• **The task**: This exercise calls for all the entries that follow to be set down exactly, without their images.

• **Dataset records**:
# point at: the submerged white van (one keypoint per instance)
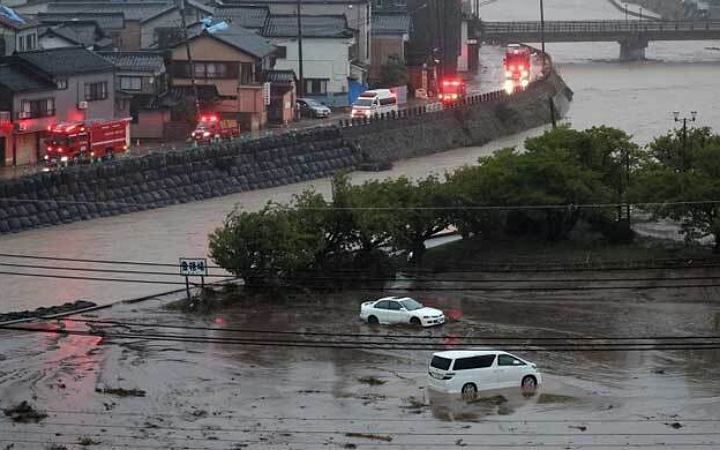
(468, 371)
(373, 103)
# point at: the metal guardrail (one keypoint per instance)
(597, 26)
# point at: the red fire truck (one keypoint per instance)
(452, 90)
(87, 140)
(517, 62)
(210, 128)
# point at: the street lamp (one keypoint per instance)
(684, 120)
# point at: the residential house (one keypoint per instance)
(17, 32)
(327, 41)
(252, 17)
(140, 84)
(232, 61)
(390, 34)
(356, 12)
(75, 33)
(43, 87)
(110, 25)
(164, 27)
(435, 35)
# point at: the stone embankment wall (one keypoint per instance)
(157, 180)
(483, 119)
(154, 181)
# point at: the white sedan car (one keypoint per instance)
(400, 310)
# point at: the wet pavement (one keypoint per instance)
(211, 387)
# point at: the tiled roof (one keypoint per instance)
(238, 37)
(83, 33)
(246, 16)
(17, 78)
(9, 18)
(136, 61)
(131, 10)
(312, 26)
(390, 23)
(66, 61)
(106, 21)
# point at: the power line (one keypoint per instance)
(130, 272)
(415, 208)
(389, 336)
(355, 345)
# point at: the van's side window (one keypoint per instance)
(474, 362)
(507, 360)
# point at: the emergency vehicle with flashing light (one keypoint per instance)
(87, 140)
(211, 128)
(452, 90)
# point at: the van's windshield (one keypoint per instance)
(441, 363)
(363, 102)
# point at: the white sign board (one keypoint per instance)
(193, 267)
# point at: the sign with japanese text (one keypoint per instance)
(193, 267)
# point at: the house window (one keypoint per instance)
(247, 75)
(131, 83)
(30, 109)
(96, 91)
(316, 86)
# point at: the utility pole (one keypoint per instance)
(301, 78)
(181, 5)
(542, 27)
(684, 120)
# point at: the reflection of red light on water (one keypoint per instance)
(451, 340)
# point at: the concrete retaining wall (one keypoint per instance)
(154, 181)
(490, 117)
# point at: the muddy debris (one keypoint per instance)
(372, 381)
(545, 398)
(122, 392)
(373, 436)
(24, 413)
(495, 400)
(46, 311)
(87, 441)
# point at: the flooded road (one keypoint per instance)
(209, 387)
(638, 97)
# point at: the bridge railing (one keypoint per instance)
(596, 26)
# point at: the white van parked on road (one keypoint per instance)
(374, 102)
(468, 371)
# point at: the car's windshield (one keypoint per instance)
(411, 304)
(363, 102)
(439, 362)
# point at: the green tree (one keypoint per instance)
(264, 247)
(393, 72)
(684, 173)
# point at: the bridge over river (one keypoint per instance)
(632, 35)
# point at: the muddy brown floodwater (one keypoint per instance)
(142, 392)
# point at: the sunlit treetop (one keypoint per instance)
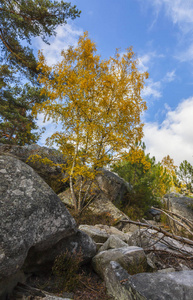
(98, 103)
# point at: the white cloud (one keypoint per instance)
(174, 136)
(186, 55)
(179, 11)
(65, 36)
(152, 90)
(170, 76)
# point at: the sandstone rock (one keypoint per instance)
(113, 242)
(180, 204)
(146, 286)
(78, 243)
(96, 234)
(51, 174)
(111, 230)
(32, 217)
(151, 239)
(132, 259)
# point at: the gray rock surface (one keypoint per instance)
(95, 233)
(180, 204)
(32, 217)
(132, 259)
(151, 239)
(113, 242)
(78, 243)
(51, 174)
(148, 286)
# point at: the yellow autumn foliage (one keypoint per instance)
(98, 103)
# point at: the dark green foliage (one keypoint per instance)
(16, 123)
(185, 175)
(65, 270)
(20, 21)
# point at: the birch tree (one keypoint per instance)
(99, 104)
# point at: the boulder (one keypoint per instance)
(146, 286)
(95, 233)
(50, 173)
(180, 205)
(151, 239)
(104, 205)
(32, 217)
(132, 259)
(100, 233)
(113, 242)
(111, 230)
(80, 243)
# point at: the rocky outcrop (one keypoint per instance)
(180, 205)
(146, 286)
(151, 239)
(132, 259)
(33, 220)
(50, 173)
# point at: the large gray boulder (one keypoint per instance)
(154, 240)
(32, 217)
(146, 286)
(52, 174)
(133, 259)
(80, 243)
(180, 205)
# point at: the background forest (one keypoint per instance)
(97, 102)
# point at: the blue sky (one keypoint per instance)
(161, 33)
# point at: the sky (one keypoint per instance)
(161, 33)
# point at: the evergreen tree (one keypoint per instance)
(20, 21)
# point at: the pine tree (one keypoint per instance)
(20, 21)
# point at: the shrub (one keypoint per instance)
(65, 270)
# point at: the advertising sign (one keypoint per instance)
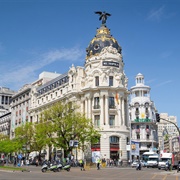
(134, 148)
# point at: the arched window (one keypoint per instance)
(114, 139)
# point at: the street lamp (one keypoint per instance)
(176, 128)
(152, 146)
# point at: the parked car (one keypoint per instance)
(144, 164)
(134, 163)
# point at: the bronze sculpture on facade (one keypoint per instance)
(103, 16)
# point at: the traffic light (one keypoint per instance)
(157, 117)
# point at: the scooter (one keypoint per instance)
(47, 166)
(65, 167)
(138, 167)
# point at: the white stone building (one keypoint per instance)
(143, 116)
(164, 127)
(5, 98)
(99, 88)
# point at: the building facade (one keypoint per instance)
(143, 117)
(168, 133)
(5, 98)
(100, 90)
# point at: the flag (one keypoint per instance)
(117, 98)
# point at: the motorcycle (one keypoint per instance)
(47, 166)
(138, 167)
(65, 167)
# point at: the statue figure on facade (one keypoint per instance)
(103, 16)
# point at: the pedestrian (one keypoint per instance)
(15, 161)
(98, 163)
(81, 162)
(37, 163)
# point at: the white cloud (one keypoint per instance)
(165, 55)
(156, 14)
(16, 76)
(164, 83)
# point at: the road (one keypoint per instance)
(92, 174)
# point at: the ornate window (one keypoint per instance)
(97, 81)
(111, 103)
(97, 120)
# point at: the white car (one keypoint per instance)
(134, 163)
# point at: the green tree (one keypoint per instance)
(43, 134)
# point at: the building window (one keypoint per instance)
(110, 80)
(147, 136)
(97, 81)
(97, 120)
(96, 103)
(112, 120)
(114, 139)
(111, 103)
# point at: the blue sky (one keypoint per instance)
(51, 35)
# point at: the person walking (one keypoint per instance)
(98, 163)
(81, 162)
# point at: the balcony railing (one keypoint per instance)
(96, 106)
(111, 106)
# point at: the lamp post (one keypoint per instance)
(152, 145)
(176, 128)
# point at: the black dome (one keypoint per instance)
(101, 40)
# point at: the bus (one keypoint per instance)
(145, 155)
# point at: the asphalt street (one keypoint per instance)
(114, 173)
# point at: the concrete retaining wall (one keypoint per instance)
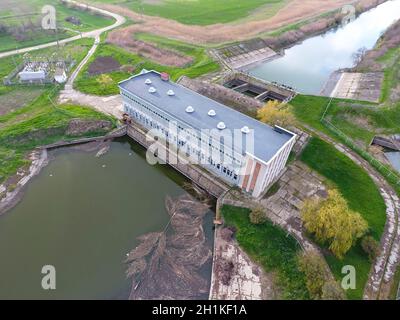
(197, 175)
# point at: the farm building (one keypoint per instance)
(60, 76)
(33, 72)
(238, 149)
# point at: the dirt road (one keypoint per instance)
(295, 11)
(119, 20)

• **Task result**:
# point at: the submerged white van (one keypoint per instance)
(468, 371)
(373, 103)
# point at: the metal guardrail (one keypoint per instance)
(597, 26)
# point at: the red fire truck (one keypoint per instance)
(452, 90)
(87, 140)
(517, 62)
(210, 128)
# point at: the street lamp (one keypoint per instance)
(684, 120)
# point at: the residential house (one keypoint per instance)
(17, 32)
(327, 41)
(252, 17)
(140, 84)
(232, 61)
(390, 34)
(356, 12)
(75, 33)
(43, 87)
(110, 25)
(164, 27)
(435, 35)
# point at: the stone embankment wall (one keypoint per instance)
(157, 180)
(483, 119)
(154, 181)
# point at: the white sedan car (one keypoint per instance)
(400, 310)
# point at: the wet pavement (one keypoint per instance)
(211, 387)
# point at: the tiled roof (one keypoint per instance)
(238, 37)
(83, 33)
(246, 16)
(17, 78)
(9, 18)
(136, 61)
(131, 10)
(312, 26)
(390, 23)
(66, 61)
(106, 21)
# point at: the power line (one keypoint per instance)
(130, 272)
(415, 208)
(389, 336)
(355, 345)
# point at: the van's side window (one keypoint per instance)
(474, 362)
(507, 360)
# point at: the emergency vehicle with flashing light (one keypoint per instance)
(87, 140)
(211, 128)
(452, 90)
# point at: the van's windshield (one keypoint per instance)
(441, 363)
(363, 102)
# point at: the white sign board (one keypoint per instance)
(193, 267)
# point at: the sign with japanese text (one keypoint per instance)
(193, 267)
# point at: the house window (one keypoint per instance)
(247, 75)
(131, 83)
(30, 109)
(96, 91)
(316, 86)
# point at: the utility pole (one keypoint per instance)
(301, 78)
(181, 5)
(542, 27)
(684, 120)
# point at: the reflection of red light on water (one keypoint per instance)
(451, 340)
# point at: the concrete retaining wall (one keypoint per instance)
(154, 181)
(490, 117)
# point at: the muddy debris (one keypoint per instance)
(372, 381)
(545, 398)
(122, 392)
(373, 436)
(24, 413)
(495, 400)
(46, 311)
(87, 441)
# point at: the flooded road (one keypoint per instance)
(209, 387)
(638, 97)
# point at: the bridge railing (one keypoint per instance)
(596, 26)
# point at: the white van parked on road (one keypoint per instance)
(374, 102)
(468, 371)
# point at: the car's windshield (one keypoint per instance)
(411, 304)
(363, 102)
(439, 362)
# point at: the green tree (one keypoint per instance)
(264, 247)
(393, 72)
(684, 173)
# point at: the bridge over river (one keypoint per instance)
(632, 35)
# point at: the muddy brown floodwater (one keypoint per instance)
(142, 392)
# point at: the sunlit treetop (one keypoint per instance)
(98, 103)
# point at: the white cloud (one keypoint per instance)
(174, 136)
(186, 55)
(179, 11)
(65, 36)
(152, 90)
(170, 76)
# point at: the sandstone rock (one keypoint per instance)
(113, 242)
(180, 204)
(146, 286)
(78, 243)
(96, 234)
(51, 174)
(111, 230)
(32, 217)
(151, 239)
(132, 259)
# point at: the gray rock surface (one keypoint per instance)
(95, 233)
(180, 204)
(32, 217)
(132, 259)
(151, 239)
(113, 242)
(78, 243)
(51, 174)
(148, 286)
# point at: the yellow autumn foliage (one keypoint per instance)
(98, 103)
# point at: the dark green foliage (one keypoint per instance)
(16, 123)
(185, 175)
(65, 270)
(20, 21)
# point at: the birch tree (one keypoint per instance)
(99, 104)
# point at: the boulder (one keypoint per instance)
(146, 286)
(95, 233)
(50, 173)
(180, 205)
(151, 239)
(104, 205)
(32, 217)
(132, 259)
(100, 233)
(113, 242)
(111, 230)
(80, 243)
# point at: the rocky outcrop (one keypoint per instance)
(180, 205)
(146, 286)
(151, 239)
(132, 259)
(33, 220)
(50, 173)
# point at: the large gray boulder (one keypoint per instance)
(154, 240)
(32, 217)
(146, 286)
(52, 174)
(133, 259)
(80, 243)
(180, 205)
# point at: the background forest (one keypoint per instance)
(97, 102)
# point at: the blue sky (one keypoint per instance)
(161, 33)
# point at: the sky (one keypoint per instance)
(161, 33)
# point at: the evergreen tree (one keypoint per instance)
(20, 21)
# point at: the pine tree (one keypoint per instance)
(20, 21)
# point at: the shrub (one keypoint per instance)
(65, 270)
# point at: the advertising sign (one keypoint per instance)
(134, 148)
# point at: the arched window (one keypoint per instance)
(114, 139)
# point at: the street lamp (one keypoint per instance)
(176, 128)
(152, 146)
# point at: the parked car (one keypoint per instance)
(144, 164)
(134, 163)
# point at: the bronze sculpture on facade (one keypoint per instance)
(103, 16)
# point at: the traffic light (one keypoint per instance)
(157, 117)
# point at: the scooter (one keypoint per instance)
(47, 166)
(65, 167)
(138, 167)
# point at: the white stone building (one keypoint per instance)
(143, 116)
(164, 127)
(5, 98)
(99, 88)
# point at: the building facade (one keypoint per instance)
(143, 117)
(168, 133)
(5, 98)
(100, 90)
# point at: the flag (one keypoint per instance)
(117, 98)
# point at: the motorcycle (one keypoint per instance)
(47, 166)
(138, 167)
(65, 167)
# point at: the statue figure on facade (one keypoint per instance)
(103, 16)
# point at: the pedestrian (one keypoint per instance)
(15, 161)
(98, 163)
(81, 162)
(37, 163)
# point at: the white cloud (one keypoint per instance)
(165, 55)
(156, 14)
(16, 76)
(164, 83)
# point at: the road (one keypoint per instance)
(92, 174)
# point at: the ornate window (one keypoint per instance)
(97, 81)
(111, 103)
(97, 120)
# point at: the white car (one keypoint per instance)
(134, 163)
# point at: the green tree (one keypoint per instance)
(43, 134)
# point at: the building window (one keypoint per instance)
(110, 80)
(147, 136)
(97, 81)
(97, 120)
(96, 103)
(112, 120)
(114, 139)
(111, 103)
# point at: the blue sky (one keypoint per instance)
(51, 35)
# point at: the person walking (one keypoint per instance)
(98, 163)
(81, 162)
# point at: the balcony railing (one keypoint per instance)
(96, 106)
(111, 106)
# point at: the lamp post (one keypoint per instance)
(152, 145)
(176, 128)
# point at: the black dome (one keypoint per instance)
(101, 40)
# point at: the bus (one keypoint per instance)
(145, 155)
# point at: the asphalt street (one keypoint per instance)
(114, 173)
# point at: the concrete retaining wall (one keypoint per instance)
(197, 175)
# point at: the farm building (one keypoint per instance)
(60, 76)
(33, 72)
(238, 149)
# point at: the dirt road (one keypoint per instance)
(295, 11)
(119, 20)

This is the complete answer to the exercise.